Bild: Der Erzähler verbringt Tag für Tag mit seinem Sohn – während dessen …
Man sollte denken, dass es genügend Männer gäbe, die Bücher über Freuden
und Leiden des Vaterseins geschrieben haben. Aber dann macht es doch einen
Unterschied, ob man journalistisch auf das Thema fokussiert bleibt. Oder
sich dem Luxusberuf des Schriftstellers verschrieben hat. Der erfordert,
sich – schon um der Schönheit des Abschweifens willen – aus der Realität …
entfernen und von seinen Assoziationen leiten zu lassen. Die Abschweifung
entspricht in ihrem scheinbar ziellosen Mäandern auch am besten dem
Geisteszustand von Kleinkindeltern.

Bereitgestellte Daten:

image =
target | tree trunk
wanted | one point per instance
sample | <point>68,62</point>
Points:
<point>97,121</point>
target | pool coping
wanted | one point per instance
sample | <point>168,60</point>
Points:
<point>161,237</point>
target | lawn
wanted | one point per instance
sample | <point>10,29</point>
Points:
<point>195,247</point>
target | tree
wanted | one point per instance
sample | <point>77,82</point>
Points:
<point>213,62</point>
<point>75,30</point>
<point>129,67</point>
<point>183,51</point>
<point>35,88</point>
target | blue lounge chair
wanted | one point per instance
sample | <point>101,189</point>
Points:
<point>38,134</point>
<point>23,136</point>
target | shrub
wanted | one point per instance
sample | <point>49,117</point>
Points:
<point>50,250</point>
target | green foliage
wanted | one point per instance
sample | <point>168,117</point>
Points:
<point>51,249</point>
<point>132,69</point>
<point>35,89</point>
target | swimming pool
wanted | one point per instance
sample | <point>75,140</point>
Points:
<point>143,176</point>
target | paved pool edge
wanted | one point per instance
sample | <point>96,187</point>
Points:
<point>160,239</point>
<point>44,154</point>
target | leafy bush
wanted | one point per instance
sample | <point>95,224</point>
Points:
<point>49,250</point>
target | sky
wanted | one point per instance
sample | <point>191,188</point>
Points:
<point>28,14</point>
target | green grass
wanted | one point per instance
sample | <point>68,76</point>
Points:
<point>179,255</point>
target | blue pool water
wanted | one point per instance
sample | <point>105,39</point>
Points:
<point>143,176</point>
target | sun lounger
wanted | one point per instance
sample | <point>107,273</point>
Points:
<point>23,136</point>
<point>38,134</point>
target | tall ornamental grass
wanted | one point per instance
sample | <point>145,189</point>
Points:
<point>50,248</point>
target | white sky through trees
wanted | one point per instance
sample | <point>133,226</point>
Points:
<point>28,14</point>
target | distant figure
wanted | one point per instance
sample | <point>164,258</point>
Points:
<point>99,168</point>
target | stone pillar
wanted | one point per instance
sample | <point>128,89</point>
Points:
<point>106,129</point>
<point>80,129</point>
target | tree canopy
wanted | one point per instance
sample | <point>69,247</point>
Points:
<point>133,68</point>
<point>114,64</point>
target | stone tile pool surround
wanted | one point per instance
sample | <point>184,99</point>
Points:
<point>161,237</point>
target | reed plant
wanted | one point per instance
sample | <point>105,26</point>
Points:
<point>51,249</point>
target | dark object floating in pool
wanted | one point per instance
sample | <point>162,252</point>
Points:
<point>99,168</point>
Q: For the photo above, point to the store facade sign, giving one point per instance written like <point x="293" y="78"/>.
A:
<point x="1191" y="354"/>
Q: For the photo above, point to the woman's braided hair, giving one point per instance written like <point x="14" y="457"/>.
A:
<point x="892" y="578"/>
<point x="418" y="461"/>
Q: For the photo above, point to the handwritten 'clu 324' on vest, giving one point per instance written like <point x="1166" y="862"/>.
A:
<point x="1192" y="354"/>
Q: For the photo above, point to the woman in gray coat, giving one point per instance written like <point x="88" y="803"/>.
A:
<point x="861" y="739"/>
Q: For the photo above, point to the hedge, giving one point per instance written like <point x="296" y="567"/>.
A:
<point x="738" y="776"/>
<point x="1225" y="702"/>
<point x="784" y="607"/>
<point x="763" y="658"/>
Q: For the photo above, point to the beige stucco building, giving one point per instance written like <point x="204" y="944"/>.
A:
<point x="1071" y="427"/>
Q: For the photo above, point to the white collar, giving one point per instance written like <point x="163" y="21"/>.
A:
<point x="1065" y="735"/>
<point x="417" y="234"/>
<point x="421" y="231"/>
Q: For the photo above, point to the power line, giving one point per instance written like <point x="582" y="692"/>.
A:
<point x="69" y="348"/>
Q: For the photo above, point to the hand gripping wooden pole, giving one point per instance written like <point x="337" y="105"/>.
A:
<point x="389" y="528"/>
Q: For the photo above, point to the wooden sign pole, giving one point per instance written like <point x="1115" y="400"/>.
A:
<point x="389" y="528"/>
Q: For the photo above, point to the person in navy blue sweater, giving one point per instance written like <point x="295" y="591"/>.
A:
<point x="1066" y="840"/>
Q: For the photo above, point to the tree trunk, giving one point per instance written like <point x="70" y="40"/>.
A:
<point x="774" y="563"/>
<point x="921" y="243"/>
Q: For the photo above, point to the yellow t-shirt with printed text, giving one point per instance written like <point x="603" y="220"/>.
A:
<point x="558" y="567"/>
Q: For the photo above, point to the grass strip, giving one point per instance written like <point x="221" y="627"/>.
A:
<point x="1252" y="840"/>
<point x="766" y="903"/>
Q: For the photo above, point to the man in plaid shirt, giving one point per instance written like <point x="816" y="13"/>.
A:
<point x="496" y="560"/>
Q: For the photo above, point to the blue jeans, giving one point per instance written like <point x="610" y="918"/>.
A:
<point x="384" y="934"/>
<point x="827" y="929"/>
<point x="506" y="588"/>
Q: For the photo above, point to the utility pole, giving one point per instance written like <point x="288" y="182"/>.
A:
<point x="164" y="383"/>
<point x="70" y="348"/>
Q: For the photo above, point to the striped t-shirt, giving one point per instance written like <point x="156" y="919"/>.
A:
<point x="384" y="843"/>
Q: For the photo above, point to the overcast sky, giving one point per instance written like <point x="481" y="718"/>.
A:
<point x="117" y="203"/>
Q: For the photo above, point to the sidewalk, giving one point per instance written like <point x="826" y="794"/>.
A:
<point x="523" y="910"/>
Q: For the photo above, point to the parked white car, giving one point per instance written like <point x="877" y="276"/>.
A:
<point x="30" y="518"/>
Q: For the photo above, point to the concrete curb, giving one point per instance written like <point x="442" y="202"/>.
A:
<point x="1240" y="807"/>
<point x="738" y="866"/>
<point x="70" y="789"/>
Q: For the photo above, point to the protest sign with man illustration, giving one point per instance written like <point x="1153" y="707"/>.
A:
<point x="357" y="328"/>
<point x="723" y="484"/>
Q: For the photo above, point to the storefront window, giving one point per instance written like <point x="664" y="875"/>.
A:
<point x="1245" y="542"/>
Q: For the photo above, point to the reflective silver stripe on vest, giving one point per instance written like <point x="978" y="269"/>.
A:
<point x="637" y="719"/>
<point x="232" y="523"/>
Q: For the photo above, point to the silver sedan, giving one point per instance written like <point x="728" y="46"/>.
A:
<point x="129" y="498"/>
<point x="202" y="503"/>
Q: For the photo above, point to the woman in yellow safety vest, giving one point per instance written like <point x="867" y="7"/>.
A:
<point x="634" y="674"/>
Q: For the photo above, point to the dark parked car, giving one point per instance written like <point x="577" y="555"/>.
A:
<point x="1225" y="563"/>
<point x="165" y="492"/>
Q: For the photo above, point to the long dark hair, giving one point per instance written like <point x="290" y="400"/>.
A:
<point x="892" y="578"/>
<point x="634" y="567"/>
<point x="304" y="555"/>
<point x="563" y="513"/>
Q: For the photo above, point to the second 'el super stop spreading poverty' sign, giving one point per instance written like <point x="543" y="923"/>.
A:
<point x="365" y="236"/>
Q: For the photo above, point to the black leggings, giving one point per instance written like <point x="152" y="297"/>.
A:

Aufgaben:
1. Geben Sie einen Abschnitt des Textes über das Vatersein wortgetreu wieder: Setzen Sie bei den Worten „Bild: Der Erzähler“ ein und hören Sie nach den Worten „Geisteszustand von Kleinkindeltern.“ auf.
2. Führen Sie den Text über das Vatersein im Anschluss an seinen letzten Satz weiter.
Die Daten stellen eigenständiges Material dar, das vom Quelltext getrennt ist.

Als Antwort:
1.
Bild: Der Erzähler verbringt Tag für Tag mit seinem Sohn – während dessen …
Man sollte denken, dass es genügend Männer gäbe, die Bücher über Freuden
und Leiden des Vaterseins geschrieben haben. Aber dann macht es doch einen
Unterschied, ob man journalistisch auf das Thema fokussiert bleibt. Oder
sich dem Luxusberuf des Schriftstellers verschrieben hat. Der erfordert,
sich – schon um der Schönheit des Abschweifens willen – aus der Realität …
entfernen und von seinen Assoziationen leiten zu lassen. Die Abschweifung
entspricht in ihrem scheinbar ziellosen Mäandern auch am besten dem
Geisteszustand von Kleinkindeltern.

2.
Der Schriftsteller Jochen Schmidt ist einer, der bekanntlich Proust gelesen
hat. Und so ist seinem Erzähler zum Beispiel ein Milchzahn, der „wie eine
Spargelspitze den Boden“ das kindliche Zahnfleisch durchstößt, in etwa
dasselbe, was dem Erzähler bei Proust die Madeleine war. Das Zähnchen stößt
eine Gedankenkette an, indem es Erinnerungen weckt an die Milchzähne der
einstigen Mitschüler, „die jeder in irgendwelchen Döschen und Schachteln
aufhob“ und die der Erzähler heimlich an sich brachte, „um mir zu Hause mit
Knete ein Klassengebiß daraus zu basteln. Es war ein Objekt in meiner
Wunderkammer, von dem ich Klara noch nichts erzählt hatte, mir war ja
bewußt, wie schnell sie sich ekelte.“
Klara ist die Mutter von Karl, dem Zweijährigen, mit dem der Ich-Erzähler
seine Tage verbringt. Klaras Präsenz hebt „Zuckersand“ heraus aus der Masse
der Väterliteratur, in der Mütter eher Randfiguren sind. Schmidt hingegen
beginnt mit dem Satz: „Klara schrieb mir aus dem Büro, daß ich nicht
vergessen sollte, Karl die Zähne zu putzen.“ Womit unmissverständlich
vorweggeschickt wird, wer das Sagen hat.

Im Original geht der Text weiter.